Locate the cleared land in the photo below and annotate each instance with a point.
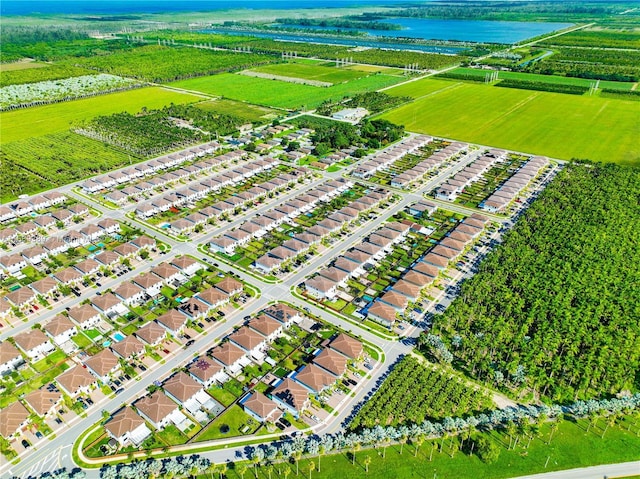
(246, 111)
(557, 125)
(281, 94)
(31, 122)
(311, 72)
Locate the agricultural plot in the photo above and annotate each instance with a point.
(37, 73)
(67, 89)
(478, 191)
(160, 64)
(55, 118)
(556, 125)
(44, 162)
(281, 94)
(247, 112)
(479, 75)
(441, 394)
(311, 72)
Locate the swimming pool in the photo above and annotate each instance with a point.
(118, 336)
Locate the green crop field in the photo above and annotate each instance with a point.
(10, 67)
(557, 125)
(311, 72)
(480, 74)
(246, 111)
(30, 122)
(278, 93)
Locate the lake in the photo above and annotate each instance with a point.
(461, 30)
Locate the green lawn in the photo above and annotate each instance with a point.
(557, 125)
(29, 122)
(311, 72)
(278, 93)
(571, 447)
(235, 419)
(223, 396)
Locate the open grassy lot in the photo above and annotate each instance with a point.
(570, 447)
(278, 93)
(311, 72)
(480, 74)
(557, 125)
(38, 121)
(246, 111)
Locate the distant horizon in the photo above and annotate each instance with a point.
(35, 7)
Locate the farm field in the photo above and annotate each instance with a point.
(280, 94)
(557, 125)
(36, 164)
(545, 78)
(311, 72)
(246, 111)
(32, 122)
(23, 65)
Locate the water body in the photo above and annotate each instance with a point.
(461, 30)
(26, 7)
(345, 41)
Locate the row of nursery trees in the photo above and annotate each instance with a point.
(379, 437)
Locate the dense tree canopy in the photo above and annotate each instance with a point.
(556, 308)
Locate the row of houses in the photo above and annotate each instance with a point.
(300, 243)
(13, 263)
(248, 197)
(199, 190)
(428, 164)
(511, 188)
(260, 225)
(471, 173)
(409, 287)
(386, 157)
(11, 211)
(148, 168)
(31, 229)
(353, 263)
(184, 392)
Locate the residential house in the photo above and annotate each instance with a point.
(181, 387)
(206, 372)
(34, 343)
(231, 357)
(109, 305)
(43, 401)
(85, 316)
(103, 364)
(60, 329)
(173, 321)
(128, 348)
(127, 426)
(260, 407)
(130, 293)
(10, 358)
(77, 380)
(331, 361)
(13, 419)
(151, 333)
(382, 313)
(291, 396)
(345, 344)
(250, 341)
(157, 409)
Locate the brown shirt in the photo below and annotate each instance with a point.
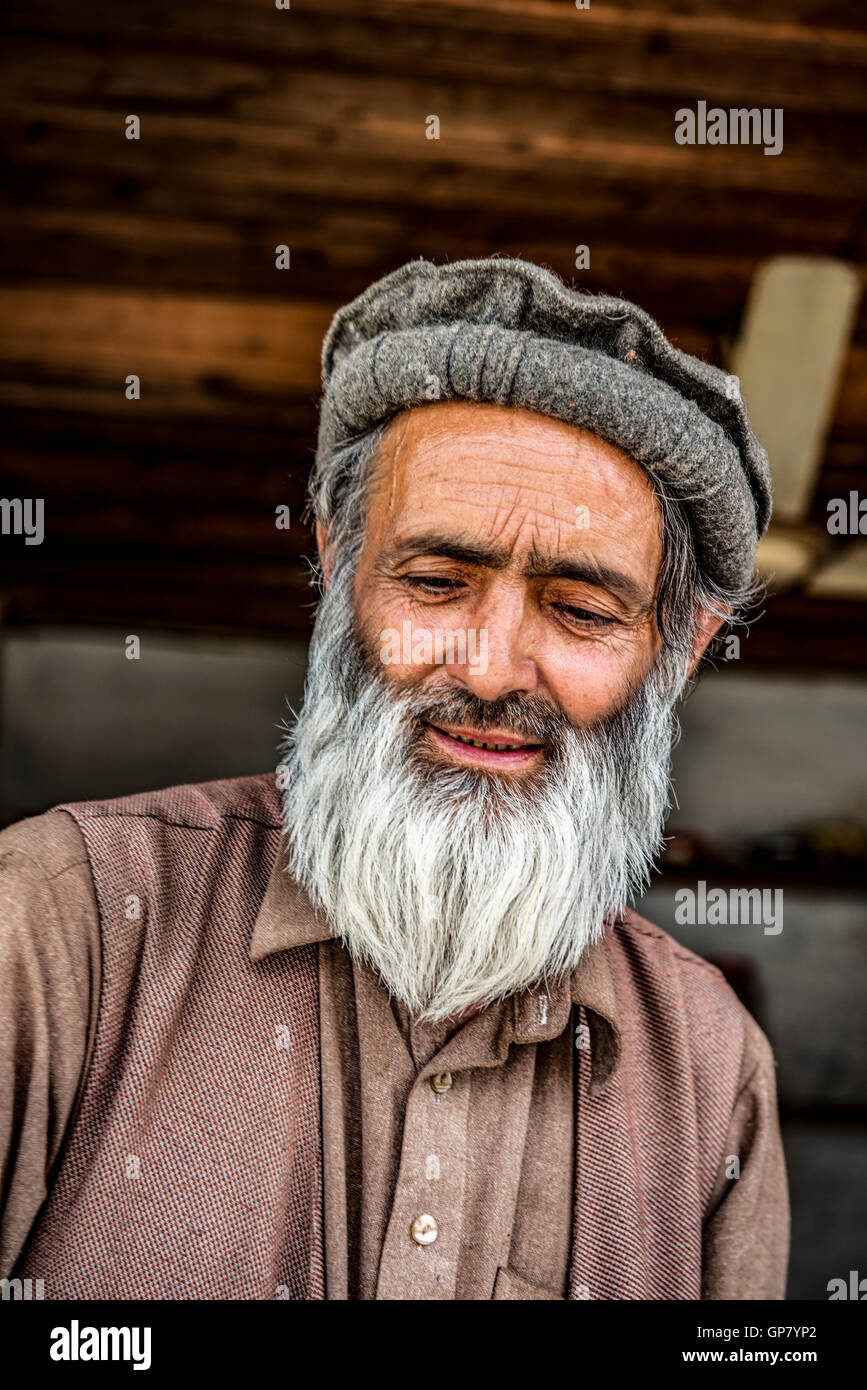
(474, 1129)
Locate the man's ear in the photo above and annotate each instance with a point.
(324, 552)
(707, 626)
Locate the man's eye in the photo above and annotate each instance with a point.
(578, 615)
(432, 583)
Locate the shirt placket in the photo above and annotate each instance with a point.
(423, 1241)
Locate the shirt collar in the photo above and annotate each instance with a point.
(288, 919)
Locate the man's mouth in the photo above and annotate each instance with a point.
(485, 748)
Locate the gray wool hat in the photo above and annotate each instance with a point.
(510, 332)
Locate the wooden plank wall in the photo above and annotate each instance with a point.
(306, 127)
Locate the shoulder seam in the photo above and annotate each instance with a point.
(166, 820)
(657, 934)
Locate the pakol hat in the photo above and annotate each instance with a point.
(510, 332)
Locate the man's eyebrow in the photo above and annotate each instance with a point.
(539, 567)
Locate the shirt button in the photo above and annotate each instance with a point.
(424, 1230)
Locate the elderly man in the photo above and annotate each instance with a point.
(384, 1026)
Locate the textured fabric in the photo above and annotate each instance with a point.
(186, 1079)
(491, 1158)
(193, 1165)
(510, 332)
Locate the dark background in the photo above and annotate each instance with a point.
(306, 128)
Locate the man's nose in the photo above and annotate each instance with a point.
(499, 656)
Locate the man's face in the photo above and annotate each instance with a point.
(541, 535)
(466, 873)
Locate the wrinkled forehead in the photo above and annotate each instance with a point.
(513, 477)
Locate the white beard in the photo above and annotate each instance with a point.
(461, 887)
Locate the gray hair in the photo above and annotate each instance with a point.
(338, 495)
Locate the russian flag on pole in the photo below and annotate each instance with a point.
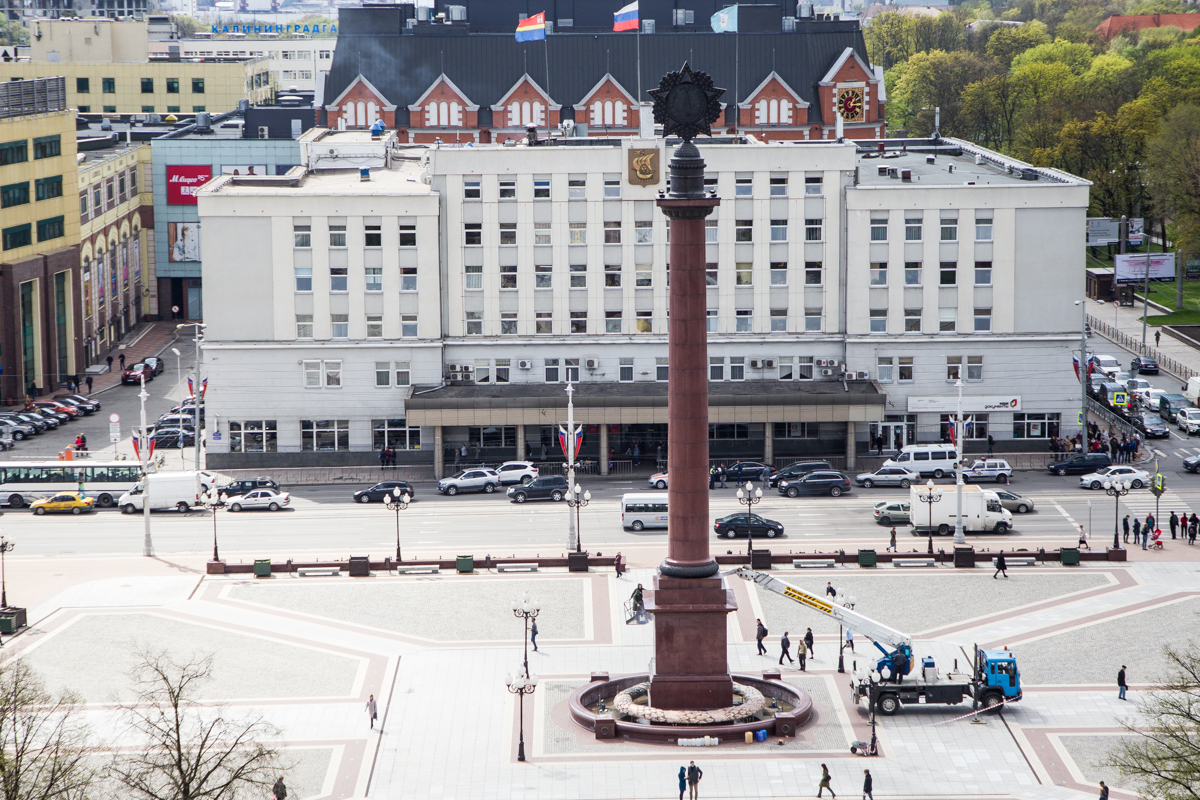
(532, 29)
(625, 18)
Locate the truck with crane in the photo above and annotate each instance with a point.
(993, 681)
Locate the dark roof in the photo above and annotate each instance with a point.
(486, 66)
(595, 394)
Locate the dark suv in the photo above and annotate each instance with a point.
(1080, 464)
(551, 487)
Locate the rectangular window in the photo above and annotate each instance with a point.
(983, 274)
(949, 274)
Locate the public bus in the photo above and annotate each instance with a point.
(22, 482)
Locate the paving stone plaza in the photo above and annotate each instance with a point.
(306, 653)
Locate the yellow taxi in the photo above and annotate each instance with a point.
(64, 503)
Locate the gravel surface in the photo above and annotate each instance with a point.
(1097, 651)
(95, 656)
(443, 611)
(919, 600)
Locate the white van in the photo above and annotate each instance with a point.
(642, 510)
(168, 491)
(930, 461)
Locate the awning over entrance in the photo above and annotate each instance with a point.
(643, 403)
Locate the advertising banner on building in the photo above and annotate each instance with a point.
(1132, 268)
(183, 182)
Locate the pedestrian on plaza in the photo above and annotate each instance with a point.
(372, 710)
(825, 782)
(694, 775)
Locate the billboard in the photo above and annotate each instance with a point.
(183, 182)
(1132, 268)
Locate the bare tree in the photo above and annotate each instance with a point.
(1164, 755)
(186, 750)
(43, 745)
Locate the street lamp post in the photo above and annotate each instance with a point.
(750, 498)
(397, 501)
(930, 495)
(1116, 489)
(576, 500)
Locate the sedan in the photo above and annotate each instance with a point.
(888, 476)
(268, 499)
(471, 480)
(1144, 365)
(747, 524)
(1137, 477)
(382, 491)
(832, 483)
(892, 512)
(65, 503)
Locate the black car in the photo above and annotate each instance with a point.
(1144, 365)
(382, 491)
(551, 487)
(1080, 464)
(799, 468)
(246, 486)
(821, 482)
(743, 524)
(1151, 425)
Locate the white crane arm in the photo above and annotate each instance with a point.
(875, 631)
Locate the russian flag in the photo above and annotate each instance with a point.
(625, 18)
(532, 29)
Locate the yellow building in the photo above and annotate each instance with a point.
(115, 242)
(40, 275)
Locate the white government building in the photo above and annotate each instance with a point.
(447, 299)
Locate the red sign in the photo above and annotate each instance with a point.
(184, 181)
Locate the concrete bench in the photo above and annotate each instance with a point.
(913, 563)
(801, 564)
(309, 571)
(426, 569)
(516, 567)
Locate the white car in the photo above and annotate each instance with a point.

########################################

= ASSIGNED TASK =
Return all records exactly; no pictures.

= COMPLETED EXERCISE =
Locate the cleared land in the photo below and annotate each instance with a point.
(246, 111)
(557, 125)
(281, 94)
(31, 122)
(311, 72)
Locate the agricultural plot in the photo above and annotate each instance with a point.
(37, 73)
(67, 89)
(478, 191)
(160, 64)
(55, 118)
(556, 125)
(44, 162)
(281, 94)
(247, 112)
(479, 75)
(441, 394)
(311, 72)
Locate the swimming pool in the photo above and annotate each instance with a point.
(118, 336)
Locate the green crop field in the photo above and annotate each instance with a point.
(10, 67)
(557, 125)
(311, 72)
(480, 74)
(246, 111)
(30, 122)
(278, 93)
Locate the lake in the photo above and annotate each instance with a point.
(461, 30)
Locate the green lawn in the photo above and annotate each instance with a point.
(557, 125)
(29, 122)
(311, 72)
(278, 93)
(571, 447)
(235, 419)
(223, 396)
Locate the open grassy lot in the photo above and annotate each instance with a point.
(570, 447)
(278, 93)
(311, 72)
(480, 74)
(557, 125)
(38, 121)
(246, 111)
Locate the distant horizon in the photo above and annotate each instance with a point.
(35, 7)
Locate the farm field in the photo above and annotate each instance with a point.
(280, 94)
(557, 125)
(36, 164)
(545, 78)
(311, 72)
(246, 111)
(32, 122)
(23, 65)
Locate the water body in the photo above and annotate each instance with a point.
(461, 30)
(26, 7)
(345, 41)
Locate the row of nursery trees in the photo above and annotate each instance with a point.
(379, 437)
Locate the dense tree canopy in the photo above and annotate each instance with a point.
(556, 308)
Locate the row of houses in the photo above and annotate each instance with a point.
(300, 243)
(13, 263)
(248, 197)
(199, 190)
(428, 164)
(511, 188)
(260, 225)
(471, 173)
(409, 287)
(386, 157)
(11, 211)
(148, 168)
(31, 229)
(353, 263)
(184, 392)
Locate the residential house in the photo above and annotate each instance with a point.
(181, 387)
(206, 372)
(34, 343)
(231, 357)
(109, 305)
(43, 401)
(85, 316)
(103, 364)
(60, 329)
(173, 321)
(128, 348)
(127, 426)
(260, 407)
(130, 293)
(10, 358)
(77, 380)
(331, 361)
(13, 419)
(151, 333)
(382, 313)
(291, 396)
(345, 344)
(250, 341)
(157, 409)
Locate the brown shirt in the photo below and annotate each instance with a point.
(474, 1129)
Locate the man's ear in the photo above and annotate each instance with a point.
(324, 552)
(707, 626)
Locate the man's eye in the photo above and annotate each instance with a point.
(578, 615)
(432, 583)
Locate the shirt placket in the photo above and annotate each instance with a point.
(423, 1241)
Locate the shirt collar in the photo above and annotate each instance with a point.
(288, 919)
Locate the man's mouth in the photo above and annotate each instance with a point.
(485, 748)
Locate the gray wool hat in the photo above and annotate each instance with a point.
(510, 332)
Locate the wooden plank wall in the photo above and annotate each instance with a point.
(306, 127)
Locate the shoulder seam in the photo above and annotate each instance with a point.
(166, 820)
(657, 934)
Locate the pakol hat in the photo above and annotate each instance with a point.
(510, 332)
Locate the man's eyebrow in the photo above and annotate each instance with a point.
(539, 567)
Locate the shirt button in the photo above and annotate each instance with a point.
(424, 1230)
Locate the elderly man in the photo above and annotate each instance with a point.
(384, 1026)
Locate the textured fabric in the photo above and annotate each instance with a point.
(186, 1079)
(491, 1158)
(193, 1165)
(510, 332)
Locate the dark background in the photo above and annotate each instance with a point.
(306, 128)
Locate the man's nose in the photo above and annotate each instance with a point.
(499, 656)
Locate the man's face in the photo above and annotate each instance with a point.
(541, 535)
(466, 873)
Locate the wrinkled forehead in the photo above and annotate each instance with a point.
(513, 477)
Locate the white beard in the photo above and annotate each instance with a point.
(461, 887)
Locate the gray hair in the photo above and annotate each instance with a point.
(338, 495)
Locate the russian flag on pole in the photo below and annotate each instance with a point.
(532, 29)
(625, 18)
Locate the truck with crane in the photo above and annotate each instance with a point.
(993, 681)
Locate the dark roof in the photo above and annotate each instance with a point.
(486, 66)
(595, 394)
Locate the dark suv in the photo above and annotate each instance with a point.
(1080, 464)
(551, 487)
Locate the rectangular window in the photo above and annotate each instance with a point.
(983, 274)
(949, 274)
Locate the public bus in the photo above and annotate each instance with a point.
(22, 482)
Locate the paving stone plaza in the photo above and annotate each instance with a point.
(306, 653)
Locate the yellow taxi in the photo above and annotate each instance with a point.
(64, 503)
Locate the gravel surface in the photo above and annotate each instance with a point.
(1097, 651)
(95, 656)
(443, 611)
(919, 600)
Locate the white van in the photo above and annotate each instance with a point.
(642, 510)
(168, 491)
(930, 461)
Locate the awning over entrance in the photo above and annotate each instance with a point.
(643, 403)
Locate the advertising banner on building in the photo above and annotate each instance with a point.
(1132, 268)
(183, 182)
Locate the pedestrian on plaza in the photo above and annotate each instance with a point.
(372, 710)
(825, 782)
(694, 775)
Locate the billboard in the photo above and annotate each instance with a point.
(183, 182)
(1132, 268)
Locate the bare tree in the photo above and annotate each instance with a point.
(1164, 755)
(186, 750)
(43, 745)
Locate the street lamp post in the photo above and annotate each instance with a point.
(750, 498)
(397, 501)
(930, 495)
(1116, 489)
(576, 500)
Locate the sedan in the photo above and annotate each instance with a point.
(888, 476)
(268, 499)
(471, 480)
(1144, 365)
(747, 524)
(1137, 477)
(382, 491)
(832, 483)
(892, 512)
(65, 503)
Locate the black car in the photo above and annotate each instance with a point.
(1144, 365)
(382, 491)
(551, 487)
(1080, 464)
(799, 468)
(246, 486)
(821, 482)
(743, 524)
(1151, 425)
Locate the white crane arm in the photo above and annotate each instance with a point.
(875, 631)
Locate the russian flag in the photo above and annotate each instance with a point.
(625, 18)
(532, 29)
Locate the yellow building in the photo above and annotate each instance with a point.
(115, 242)
(40, 275)
Locate the white government building in the photo above and annotate each instance with a point.
(447, 299)
Locate the red sign in the photo above and annotate each instance with a point.
(184, 181)
Locate the concrete bench in the photo above and annotate each instance with a point.
(913, 563)
(801, 564)
(309, 571)
(426, 569)
(516, 567)
Locate the white car in the photo above and annotate each instance with a point.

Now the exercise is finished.